Everything from the line containing "Could you identify the outstretched" through the last line of the records must be returned verbatim, and nothing outside that range.
:: Source records
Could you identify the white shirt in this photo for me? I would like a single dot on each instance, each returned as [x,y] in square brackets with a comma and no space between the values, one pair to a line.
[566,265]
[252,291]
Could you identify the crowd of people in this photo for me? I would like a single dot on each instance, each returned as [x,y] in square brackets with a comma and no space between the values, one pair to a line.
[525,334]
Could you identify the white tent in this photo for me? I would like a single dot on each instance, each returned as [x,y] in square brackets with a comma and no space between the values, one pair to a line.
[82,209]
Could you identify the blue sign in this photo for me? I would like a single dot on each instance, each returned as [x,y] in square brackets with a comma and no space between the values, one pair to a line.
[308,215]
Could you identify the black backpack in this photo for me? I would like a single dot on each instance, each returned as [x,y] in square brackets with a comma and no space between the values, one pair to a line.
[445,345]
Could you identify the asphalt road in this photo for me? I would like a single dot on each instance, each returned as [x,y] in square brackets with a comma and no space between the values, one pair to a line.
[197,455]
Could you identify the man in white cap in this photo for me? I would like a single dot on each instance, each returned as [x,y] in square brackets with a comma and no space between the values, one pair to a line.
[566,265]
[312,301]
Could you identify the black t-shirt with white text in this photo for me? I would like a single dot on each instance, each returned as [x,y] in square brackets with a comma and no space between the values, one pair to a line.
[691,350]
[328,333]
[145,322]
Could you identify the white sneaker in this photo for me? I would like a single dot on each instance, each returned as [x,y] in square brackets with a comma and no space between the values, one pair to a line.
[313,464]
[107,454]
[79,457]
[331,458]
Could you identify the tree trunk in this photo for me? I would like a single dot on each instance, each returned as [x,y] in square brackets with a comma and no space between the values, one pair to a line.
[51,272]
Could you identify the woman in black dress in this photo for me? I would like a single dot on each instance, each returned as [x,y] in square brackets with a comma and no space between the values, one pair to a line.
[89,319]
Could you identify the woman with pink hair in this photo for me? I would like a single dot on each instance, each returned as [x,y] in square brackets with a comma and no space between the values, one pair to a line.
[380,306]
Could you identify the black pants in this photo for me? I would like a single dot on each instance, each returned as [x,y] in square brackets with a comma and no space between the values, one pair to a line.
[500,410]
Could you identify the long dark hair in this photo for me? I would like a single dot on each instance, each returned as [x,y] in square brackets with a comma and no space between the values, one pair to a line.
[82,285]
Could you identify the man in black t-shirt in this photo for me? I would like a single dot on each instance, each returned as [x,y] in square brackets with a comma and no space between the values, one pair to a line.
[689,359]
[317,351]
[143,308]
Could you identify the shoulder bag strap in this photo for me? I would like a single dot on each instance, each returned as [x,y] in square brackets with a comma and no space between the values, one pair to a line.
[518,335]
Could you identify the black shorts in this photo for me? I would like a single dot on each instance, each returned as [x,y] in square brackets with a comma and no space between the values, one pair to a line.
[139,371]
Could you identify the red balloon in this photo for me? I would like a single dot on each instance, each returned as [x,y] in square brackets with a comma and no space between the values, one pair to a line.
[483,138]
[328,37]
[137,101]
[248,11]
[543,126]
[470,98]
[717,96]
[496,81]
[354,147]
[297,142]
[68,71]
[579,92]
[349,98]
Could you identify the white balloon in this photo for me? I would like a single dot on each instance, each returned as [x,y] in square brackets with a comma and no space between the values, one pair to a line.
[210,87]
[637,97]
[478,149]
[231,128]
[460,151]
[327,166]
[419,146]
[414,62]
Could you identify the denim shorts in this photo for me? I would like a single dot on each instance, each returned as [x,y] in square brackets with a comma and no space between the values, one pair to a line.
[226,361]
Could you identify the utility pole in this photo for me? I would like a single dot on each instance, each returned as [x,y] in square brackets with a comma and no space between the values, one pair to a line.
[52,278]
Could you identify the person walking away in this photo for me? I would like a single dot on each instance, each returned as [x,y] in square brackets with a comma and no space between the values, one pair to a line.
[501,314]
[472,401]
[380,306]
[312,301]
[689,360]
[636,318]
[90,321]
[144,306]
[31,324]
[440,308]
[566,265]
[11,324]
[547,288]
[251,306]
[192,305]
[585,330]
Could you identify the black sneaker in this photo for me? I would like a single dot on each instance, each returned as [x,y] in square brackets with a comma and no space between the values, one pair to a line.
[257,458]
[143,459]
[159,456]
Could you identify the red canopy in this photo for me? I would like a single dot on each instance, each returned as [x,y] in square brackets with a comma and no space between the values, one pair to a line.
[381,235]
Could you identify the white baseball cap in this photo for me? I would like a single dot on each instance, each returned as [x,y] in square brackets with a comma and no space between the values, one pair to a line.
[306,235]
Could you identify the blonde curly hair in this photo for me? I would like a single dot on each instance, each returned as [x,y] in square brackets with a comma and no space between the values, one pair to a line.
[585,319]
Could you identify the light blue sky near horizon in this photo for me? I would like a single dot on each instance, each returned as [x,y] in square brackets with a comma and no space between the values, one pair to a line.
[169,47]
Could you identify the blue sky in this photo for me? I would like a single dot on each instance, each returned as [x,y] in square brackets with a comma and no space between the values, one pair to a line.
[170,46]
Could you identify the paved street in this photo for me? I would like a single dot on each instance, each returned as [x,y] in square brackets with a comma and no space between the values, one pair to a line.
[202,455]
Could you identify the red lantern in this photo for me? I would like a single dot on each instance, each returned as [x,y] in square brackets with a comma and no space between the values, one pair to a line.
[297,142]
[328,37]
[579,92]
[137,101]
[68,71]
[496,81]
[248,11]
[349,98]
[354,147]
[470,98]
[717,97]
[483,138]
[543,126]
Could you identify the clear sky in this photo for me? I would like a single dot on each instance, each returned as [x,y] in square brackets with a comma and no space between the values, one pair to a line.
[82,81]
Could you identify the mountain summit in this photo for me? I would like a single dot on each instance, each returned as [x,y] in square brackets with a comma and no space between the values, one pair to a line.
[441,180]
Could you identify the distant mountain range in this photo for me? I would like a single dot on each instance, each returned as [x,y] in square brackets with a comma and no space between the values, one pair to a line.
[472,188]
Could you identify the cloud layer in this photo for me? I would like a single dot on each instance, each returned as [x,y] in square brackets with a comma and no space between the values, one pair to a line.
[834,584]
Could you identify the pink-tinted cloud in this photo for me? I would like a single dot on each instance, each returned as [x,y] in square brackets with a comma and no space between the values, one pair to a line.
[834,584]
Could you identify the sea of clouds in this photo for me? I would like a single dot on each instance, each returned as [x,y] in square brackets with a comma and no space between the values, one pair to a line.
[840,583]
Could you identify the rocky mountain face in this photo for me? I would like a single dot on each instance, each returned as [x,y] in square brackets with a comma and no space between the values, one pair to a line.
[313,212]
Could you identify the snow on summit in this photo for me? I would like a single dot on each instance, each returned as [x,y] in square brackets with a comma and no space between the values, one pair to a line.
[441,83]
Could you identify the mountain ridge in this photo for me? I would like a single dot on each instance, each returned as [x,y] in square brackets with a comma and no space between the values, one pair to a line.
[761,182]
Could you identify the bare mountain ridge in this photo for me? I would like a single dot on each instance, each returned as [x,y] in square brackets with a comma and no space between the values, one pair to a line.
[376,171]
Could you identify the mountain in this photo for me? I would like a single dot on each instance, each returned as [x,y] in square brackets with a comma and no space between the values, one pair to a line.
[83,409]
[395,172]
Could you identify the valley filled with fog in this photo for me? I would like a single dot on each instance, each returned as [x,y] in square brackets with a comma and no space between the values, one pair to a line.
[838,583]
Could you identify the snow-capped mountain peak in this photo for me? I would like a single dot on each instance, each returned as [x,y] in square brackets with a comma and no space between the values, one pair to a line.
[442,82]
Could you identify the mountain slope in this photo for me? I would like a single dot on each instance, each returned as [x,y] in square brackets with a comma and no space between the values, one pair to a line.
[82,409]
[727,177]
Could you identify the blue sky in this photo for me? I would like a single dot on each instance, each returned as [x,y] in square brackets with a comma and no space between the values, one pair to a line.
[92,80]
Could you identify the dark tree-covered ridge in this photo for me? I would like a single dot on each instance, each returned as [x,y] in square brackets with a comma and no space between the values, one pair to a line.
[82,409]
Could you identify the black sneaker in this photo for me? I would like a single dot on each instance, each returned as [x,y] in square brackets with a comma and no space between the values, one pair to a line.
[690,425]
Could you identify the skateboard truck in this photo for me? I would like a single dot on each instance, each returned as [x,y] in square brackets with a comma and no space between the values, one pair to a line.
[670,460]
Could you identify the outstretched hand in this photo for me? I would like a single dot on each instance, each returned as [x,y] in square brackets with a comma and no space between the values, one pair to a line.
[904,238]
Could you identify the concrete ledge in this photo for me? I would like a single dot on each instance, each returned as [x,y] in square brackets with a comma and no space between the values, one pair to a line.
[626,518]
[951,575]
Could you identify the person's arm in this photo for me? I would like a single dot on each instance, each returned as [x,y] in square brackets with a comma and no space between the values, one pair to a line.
::::
Exercise response:
Could you identify the outstretched hand in this photo for me? I would like a single dot on each instance, each returned as [x,y] in square brackets with a comma and no space between the values, one pair to a line.
[904,238]
Could you identify the concrete ledge in this photo for me? I would like a single dot on each instance, each returned as [x,y] in square brackets with a comma and no space between the values, one pair to a line.
[626,518]
[951,575]
Could you identify the person's arm in this photo for me? I would like a single dot on each instance, each returned as [x,y] in square brackets with a comma and no space between the values, one pair to a line.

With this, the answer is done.